Text passage section start
Barefoot Running: A New Subculture
Many people, even runners, do not realize that there is a small but significant subculture of serious runners who run barefoot. While you may expect to find these runners on the beach or in areas with a soft composite track, you’d be mistaken. These runners are training on asphalt and concrete and even competing in road races. There are marathon runners and triathletes who find that they have more stability and fewer injuries when running barefoot.
So what’s the controversy? Why doesn’t everyone go barefoot when they run? This is the dilemma I face: How in good conscience do I, a podiatrist focusing on runners and sports medicine, tell people that running on hard surfaces, without the protection of a shoe or support from an orthotic, is okay to do. This violates most of my training and certainly goes against common sense. A shoe, after all, absorbs shock and will cushion the blow of an unforgiving surface.
The most well-known barefoot runners are the Kenyans who are always front-of-the-packers at most international marathons. Inspired by these Kenyan athletes, Josh Stevenson made international news in February 2009 by racing and completing the grueling New Zealand Coast to Coast Multisport event while barefoot. It was his eighth time competing in the race and he went in with the attitude “If I can do it in bare feet, hopefully I can inspire other people to do it in shoes.” He also said that he would not compete barefoot again.
Such is not the attitude of true barefoot runners. They run in all weather, some wearing waterproof socks in cold weather, others barefoot despite the climate or surface. Many boast wonderful benefits of barefoot running, such as injuries decreasing, a visible increase in arch height. There are shoes, such as the Nike Free and Vibram Five Fingers that may be used to either ease people in to running barefoot or providing protection if an environment is just too dangerous to run in while barefoot.
Give barefoot running a try if it intrigues you? Well anything in moderation can’t hurt. My recommendation is to give it a try on a controlled surface, such as a rubberized track, and see how you do. Barefoot runners will say that such a surface is not good and a smooth concrete surface is best. I respectfully disagree with that. Running barefoot will provide a very significant change in mechanics, so you need to ease into it. Shifting from shoes to barefoot running to quickly will expose you to injury.
There are those, however, who should not even attempt barefoot running. People, with diabetes, peripheral neuropathy, or other medical conditions that result in a numbness of the feet or a decreased immune system, should not run barefoot under any circumstances. One of the stated benefits of barefoot running is the runner having heightened sensation beneath their feet causing them to run “lighter.” When there is a medical problem that causes a decrease in sensation, these benefits are negated. Furthermore, the inability of a runner to not acutely feel their surface will open them up to injury, as well as the added danger of stepping on a sharp object and not feeling it. This can lead to infection and puts the limb in danger.
Runners who have very significant mechanical issues or deformity, such as previous foot surgery on bones, clubfoot, injury to tendons, or even extremely flat or high-arched feet should exercise extreme caution if attempting barefoot running. The unique biomechanical conditions that exist in these situations put the barefoot runner at risk of further injury. Serious barefoot runners may disagree, but the mechanical imbalance in such feet will be exacerbated in barefoot running.
A more obvious concern with barefoot running comes with various surfaces. A looser gravel surface will run the risk of a more focal issue on your foot. A trail will have a surface of twigs and sharp rocks that can cut and imbed themselves in the foot. Even a safer and more even surface can have errant rocks and broken glass that may not be seen. Any place that you run or walk barefoot must be examined well to avoid such hazards.
As with any new activity, one should proceed in a slow and cautious way. In something as comparatively extreme as barefoot running, caution must be exercised. As you proceed, be sure to visit your podiatrist if you notice any problems along the way.
Text passage section end
Information shown section start
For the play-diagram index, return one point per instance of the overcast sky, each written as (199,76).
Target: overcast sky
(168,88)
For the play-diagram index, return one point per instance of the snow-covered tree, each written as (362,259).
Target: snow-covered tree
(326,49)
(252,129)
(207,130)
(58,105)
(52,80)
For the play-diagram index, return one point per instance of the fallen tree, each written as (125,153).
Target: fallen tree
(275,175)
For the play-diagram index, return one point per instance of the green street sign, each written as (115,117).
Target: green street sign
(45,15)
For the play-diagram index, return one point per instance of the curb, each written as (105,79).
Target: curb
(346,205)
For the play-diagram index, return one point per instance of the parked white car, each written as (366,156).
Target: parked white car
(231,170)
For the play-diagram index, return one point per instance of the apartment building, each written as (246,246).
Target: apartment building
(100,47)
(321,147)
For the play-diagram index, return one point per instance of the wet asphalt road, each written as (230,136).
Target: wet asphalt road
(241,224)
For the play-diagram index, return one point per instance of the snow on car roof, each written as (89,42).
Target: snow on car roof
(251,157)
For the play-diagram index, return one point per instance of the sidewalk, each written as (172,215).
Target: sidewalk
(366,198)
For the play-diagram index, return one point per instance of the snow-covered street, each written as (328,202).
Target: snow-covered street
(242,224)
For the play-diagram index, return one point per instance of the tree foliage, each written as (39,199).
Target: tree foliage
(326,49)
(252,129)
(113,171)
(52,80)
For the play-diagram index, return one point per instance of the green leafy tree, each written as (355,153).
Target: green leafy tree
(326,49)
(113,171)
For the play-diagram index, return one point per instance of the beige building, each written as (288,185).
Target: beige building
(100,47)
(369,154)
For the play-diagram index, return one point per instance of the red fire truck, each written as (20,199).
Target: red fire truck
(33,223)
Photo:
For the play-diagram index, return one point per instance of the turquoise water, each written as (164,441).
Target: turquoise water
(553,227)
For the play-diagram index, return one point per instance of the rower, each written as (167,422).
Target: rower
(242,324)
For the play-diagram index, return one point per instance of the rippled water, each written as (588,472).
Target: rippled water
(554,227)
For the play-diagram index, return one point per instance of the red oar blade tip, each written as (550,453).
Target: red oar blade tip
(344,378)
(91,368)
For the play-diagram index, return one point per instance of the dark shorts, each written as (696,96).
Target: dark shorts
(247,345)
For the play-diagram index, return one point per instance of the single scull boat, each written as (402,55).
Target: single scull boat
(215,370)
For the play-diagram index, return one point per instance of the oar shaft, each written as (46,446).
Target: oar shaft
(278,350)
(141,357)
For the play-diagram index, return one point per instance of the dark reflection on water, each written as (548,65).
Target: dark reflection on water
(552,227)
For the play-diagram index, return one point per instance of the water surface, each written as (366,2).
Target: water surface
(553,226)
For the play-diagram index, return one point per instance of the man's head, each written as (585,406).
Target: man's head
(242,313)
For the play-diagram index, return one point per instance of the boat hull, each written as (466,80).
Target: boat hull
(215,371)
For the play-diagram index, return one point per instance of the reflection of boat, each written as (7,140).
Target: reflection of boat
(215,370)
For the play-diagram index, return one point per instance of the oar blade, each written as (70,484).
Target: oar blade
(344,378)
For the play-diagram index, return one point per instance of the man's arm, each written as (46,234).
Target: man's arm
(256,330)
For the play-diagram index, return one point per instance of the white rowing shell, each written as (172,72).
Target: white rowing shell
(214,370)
Information shown section end
◆ **Work required**
Copy the passage on barefoot running word for word, starting at "Give barefoot running" and ending at "you to injury.".

◆ **Answer below**
Give barefoot running a try if it intrigues you? Well anything in moderation can’t hurt. My recommendation is to give it a try on a controlled surface, such as a rubberized track, and see how you do. Barefoot runners will say that such a surface is not good and a smooth concrete surface is best. I respectfully disagree with that. Running barefoot will provide a very significant change in mechanics, so you need to ease into it. Shifting from shoes to barefoot running to quickly will expose you to injury.